[Exercise data]
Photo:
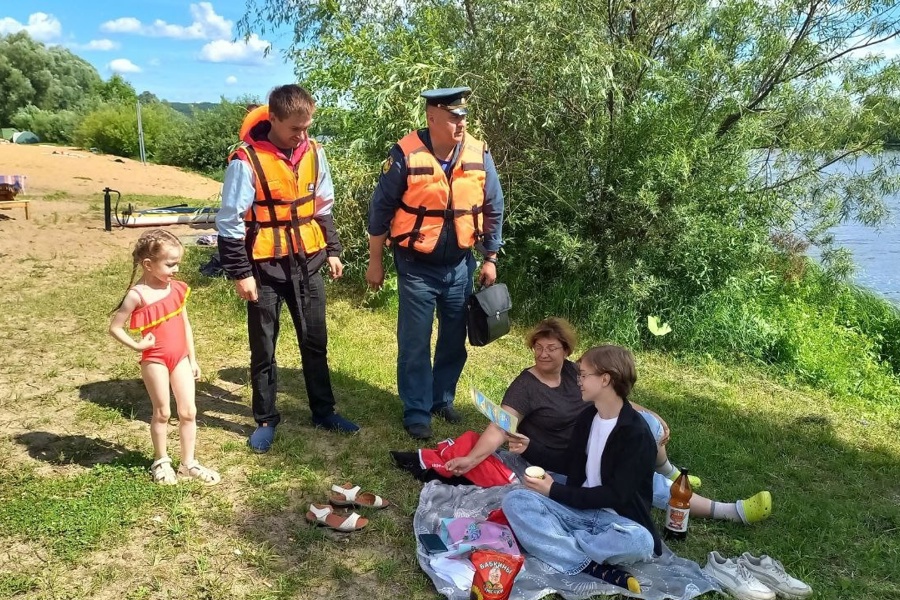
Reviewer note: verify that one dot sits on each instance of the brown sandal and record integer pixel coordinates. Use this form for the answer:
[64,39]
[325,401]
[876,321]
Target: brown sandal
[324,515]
---
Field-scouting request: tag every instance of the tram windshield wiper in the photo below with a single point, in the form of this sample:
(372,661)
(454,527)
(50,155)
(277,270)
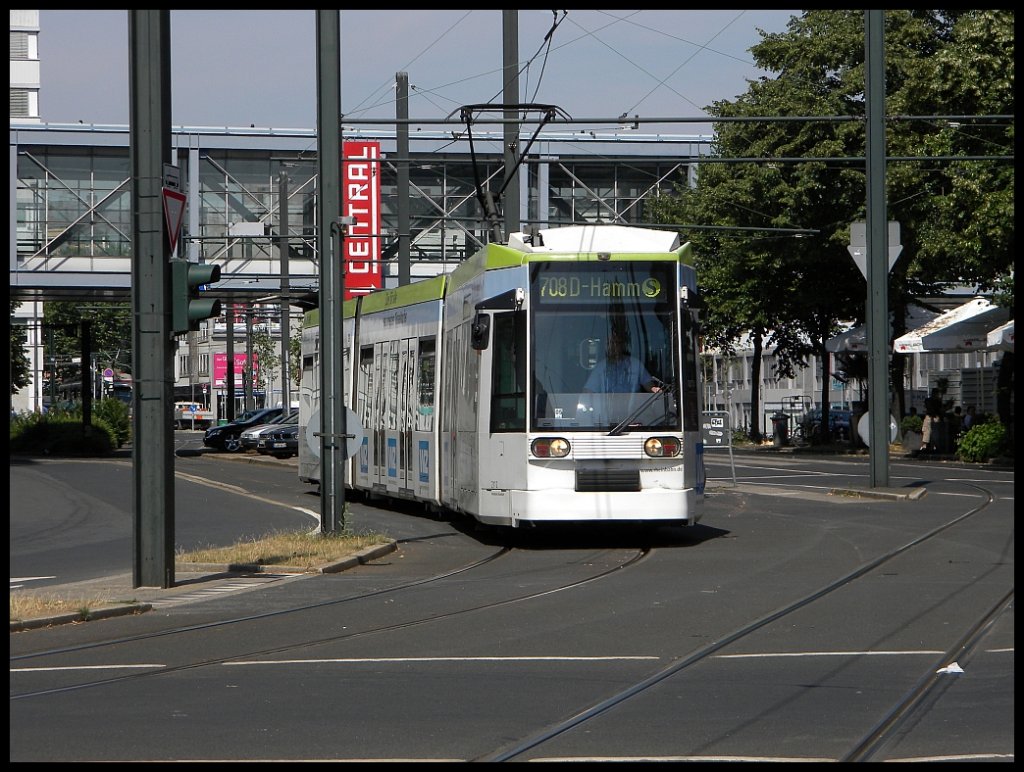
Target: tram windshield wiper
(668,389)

[Exercise brief] Give only the number of lines in the preceding material that contain the string "instance".

[Finished exercise] 2